THE PROBLEM: Extract each of the entries below verbatim, reproducing every line in its original order without alteration.

GIVEN INFORMATION:
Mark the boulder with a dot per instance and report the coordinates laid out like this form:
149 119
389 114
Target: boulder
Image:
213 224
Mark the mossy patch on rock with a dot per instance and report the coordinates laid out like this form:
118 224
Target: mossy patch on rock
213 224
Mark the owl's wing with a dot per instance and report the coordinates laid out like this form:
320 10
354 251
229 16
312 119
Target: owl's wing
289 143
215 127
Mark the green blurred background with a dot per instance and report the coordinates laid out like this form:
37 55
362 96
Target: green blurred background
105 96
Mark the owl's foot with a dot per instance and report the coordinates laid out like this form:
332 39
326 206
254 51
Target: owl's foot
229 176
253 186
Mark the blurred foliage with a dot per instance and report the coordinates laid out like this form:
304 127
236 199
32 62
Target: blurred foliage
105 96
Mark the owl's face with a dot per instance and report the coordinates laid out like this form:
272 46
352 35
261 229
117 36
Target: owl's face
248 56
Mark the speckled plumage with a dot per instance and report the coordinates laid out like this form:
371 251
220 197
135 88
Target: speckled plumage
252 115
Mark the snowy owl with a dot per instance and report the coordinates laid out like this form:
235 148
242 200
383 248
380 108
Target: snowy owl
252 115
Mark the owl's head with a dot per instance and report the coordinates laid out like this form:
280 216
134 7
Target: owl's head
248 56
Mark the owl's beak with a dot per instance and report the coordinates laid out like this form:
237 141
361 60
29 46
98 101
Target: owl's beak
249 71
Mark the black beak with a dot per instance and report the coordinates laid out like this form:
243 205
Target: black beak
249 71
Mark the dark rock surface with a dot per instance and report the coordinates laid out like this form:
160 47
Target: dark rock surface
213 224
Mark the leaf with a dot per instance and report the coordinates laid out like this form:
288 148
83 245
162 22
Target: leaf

WRITTEN ANSWER:
Mark the boulder with a dot per instance and report the coordinates laid out like this form:
149 119
389 114
Target: boulder
Image:
213 224
Mark the mossy patch on rock with a dot per instance and report the coordinates laid out like this form:
118 224
Target: mossy patch on rock
213 224
Mark the owl's wing with a dot per instance and report the coordinates laid out like this form:
320 10
354 251
229 16
312 119
Target: owl's wing
289 143
215 127
Mark the green blurred background with a dot per instance and report the coordinates laid out like this form:
37 55
362 96
Target: green blurred background
105 96
Mark the owl's foot with a dot per instance and report the coordinates laid out like this form:
332 39
326 206
254 51
Target: owl's foot
229 176
253 186
Mark the blurred foliage with a dot per instance and report the coordinates laid out like this form:
304 127
236 199
32 62
Target: blurred foliage
105 96
Mark the owl's face with a dot per instance and report the coordinates laid out like this form:
272 46
352 35
261 229
117 36
Target: owl's face
248 56
Mark the speckled plumage with a dot per instance and report the coordinates laid out like this form:
371 251
220 197
135 88
Target: speckled plumage
252 115
Mark the snowy owl with a dot per instance and report the coordinates laid out like this form:
235 148
242 200
383 248
380 108
Target: snowy owl
252 115
Mark the owl's head with a dot per instance and report the coordinates laid out like this form:
280 216
134 7
Target: owl's head
248 56
Mark the owl's beak with a dot per instance and report the coordinates laid out like this form:
237 141
361 60
29 46
98 101
Target: owl's beak
249 71
Mark the black beak with a dot per instance and report the coordinates laid out like this form:
243 205
Target: black beak
249 71
Mark the dark rock surface with a dot per instance and report the coordinates laid out like this form:
160 47
Target: dark rock surface
213 224
Mark the leaf with a dot per instance and report the coordinates laid out like this form:
288 148
83 245
162 22
Target: leaf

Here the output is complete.